[Exercise directions] Write out every line of the data below without changing a word.

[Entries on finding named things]
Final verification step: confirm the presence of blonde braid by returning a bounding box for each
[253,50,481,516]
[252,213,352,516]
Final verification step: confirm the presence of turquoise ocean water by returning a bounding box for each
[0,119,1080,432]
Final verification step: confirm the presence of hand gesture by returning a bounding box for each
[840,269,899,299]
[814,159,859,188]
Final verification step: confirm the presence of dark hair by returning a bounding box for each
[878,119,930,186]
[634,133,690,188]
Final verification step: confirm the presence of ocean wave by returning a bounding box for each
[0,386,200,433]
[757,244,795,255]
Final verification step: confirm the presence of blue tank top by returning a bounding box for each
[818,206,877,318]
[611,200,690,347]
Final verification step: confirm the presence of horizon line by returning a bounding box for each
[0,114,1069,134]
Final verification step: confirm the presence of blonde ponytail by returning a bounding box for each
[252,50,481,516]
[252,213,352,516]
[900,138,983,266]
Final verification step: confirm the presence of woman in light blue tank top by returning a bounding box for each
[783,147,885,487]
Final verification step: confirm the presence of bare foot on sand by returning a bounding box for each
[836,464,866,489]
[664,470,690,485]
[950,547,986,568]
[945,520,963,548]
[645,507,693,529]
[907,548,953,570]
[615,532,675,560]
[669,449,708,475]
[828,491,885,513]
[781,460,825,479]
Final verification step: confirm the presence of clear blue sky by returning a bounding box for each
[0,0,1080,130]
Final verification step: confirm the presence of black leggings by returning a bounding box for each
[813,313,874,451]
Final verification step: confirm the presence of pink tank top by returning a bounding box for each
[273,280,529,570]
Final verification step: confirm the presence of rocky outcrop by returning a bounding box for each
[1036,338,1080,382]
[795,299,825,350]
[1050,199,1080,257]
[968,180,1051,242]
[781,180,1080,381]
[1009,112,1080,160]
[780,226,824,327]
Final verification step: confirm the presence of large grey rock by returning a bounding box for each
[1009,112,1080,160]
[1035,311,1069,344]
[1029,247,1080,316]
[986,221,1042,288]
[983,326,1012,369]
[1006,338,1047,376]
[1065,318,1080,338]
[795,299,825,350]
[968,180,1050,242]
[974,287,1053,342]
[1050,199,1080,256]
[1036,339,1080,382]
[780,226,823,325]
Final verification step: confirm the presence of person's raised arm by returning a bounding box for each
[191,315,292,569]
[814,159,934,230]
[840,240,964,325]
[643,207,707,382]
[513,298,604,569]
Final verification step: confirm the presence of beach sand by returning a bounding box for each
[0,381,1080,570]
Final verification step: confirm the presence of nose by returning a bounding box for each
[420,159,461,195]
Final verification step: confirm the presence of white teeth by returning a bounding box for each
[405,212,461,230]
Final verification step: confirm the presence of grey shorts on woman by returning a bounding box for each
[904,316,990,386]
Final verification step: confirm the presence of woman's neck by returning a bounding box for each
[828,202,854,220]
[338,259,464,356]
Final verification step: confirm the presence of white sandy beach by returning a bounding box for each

[Response]
Final verification step: confirm the presence of blonde braid by returning a bounding box for each
[253,50,481,516]
[252,213,352,516]
Final verification step: confirm the presence of turquoise ocean water by returning a bounding box for each
[0,119,1080,432]
Final verification step: confirm the presence of hand gesture by returning a bounding box for each
[840,269,899,299]
[814,159,859,188]
Final verification step: confirm the presence of dark hair by returning a bounding box for each
[878,119,930,186]
[634,133,690,188]
Final verification step: confirm the presence of ocean wave by returning a bounding box for each
[0,386,200,433]
[757,244,795,255]
Final verification step: confirm the presence of blue tank top by returning a bounding box for each
[818,206,877,318]
[611,200,690,347]
Final verification step: confirm the presence of horizon line by returning a bounding box for each
[0,114,1069,134]
Final verification step: confirm the presence of blonde ponytail by returning a bounding box for each
[252,50,481,516]
[252,213,352,516]
[900,138,983,266]
Final verification step: confirm the presence of woman in light blue tank top by returning a bounding box for each
[783,147,885,487]
Final verification step: confirm the presence of bare foot on sand by returning a bounding box for each
[836,464,866,489]
[664,470,690,485]
[950,547,986,568]
[945,520,963,548]
[645,507,693,529]
[907,548,953,570]
[615,532,675,560]
[669,449,708,475]
[828,491,885,513]
[781,460,825,479]
Final verification step: confirm the presence of clear blue sky by returning a bounding box for each
[0,0,1080,130]
Final verification step: confirm the presence of black leggings by returning a bounding box for each
[813,313,874,451]
Final verification step: confirm the presence of pink tank top by returning a bounding box for each
[273,280,529,570]
Final verification step: confirm the presence of rocky outcrop by returning a bounding box for each
[1036,338,1080,382]
[795,299,825,350]
[1050,199,1080,257]
[968,180,1051,242]
[781,180,1080,381]
[1009,112,1080,160]
[780,226,824,327]
Final verification step: confirm the presence of large grey rock by returning a bounding box for each
[1009,112,1080,160]
[1035,311,1069,344]
[1029,247,1080,316]
[986,221,1042,288]
[983,326,1012,369]
[1006,338,1047,376]
[1065,318,1080,338]
[795,299,825,350]
[968,180,1050,242]
[974,287,1053,342]
[1050,199,1080,256]
[1036,339,1080,382]
[780,226,823,325]
Final verification step: confirm the presence of person's raised arm by returning a bounding box for each
[191,315,292,569]
[814,159,934,230]
[840,240,964,325]
[643,207,707,382]
[513,298,604,569]
Final verification step: confirm the presence of beach sand by returning a bounding box for each
[0,381,1080,570]
Final verification step: confirm the presence of nose by returning a bounding box for each
[420,159,461,195]
Final verification step: confirm the presence of white teeth by returning a bounding box for each
[405,212,461,230]
Final verification step: confirm the presence of grey shorts on woman by returning a bounding box for each
[904,316,990,386]
Final verification step: confirm the presence of woman's neck by returning a bounding box for each
[828,202,854,220]
[338,259,464,356]
Final verification step: confirm the presence of white sandy beach by returning a bounding box for each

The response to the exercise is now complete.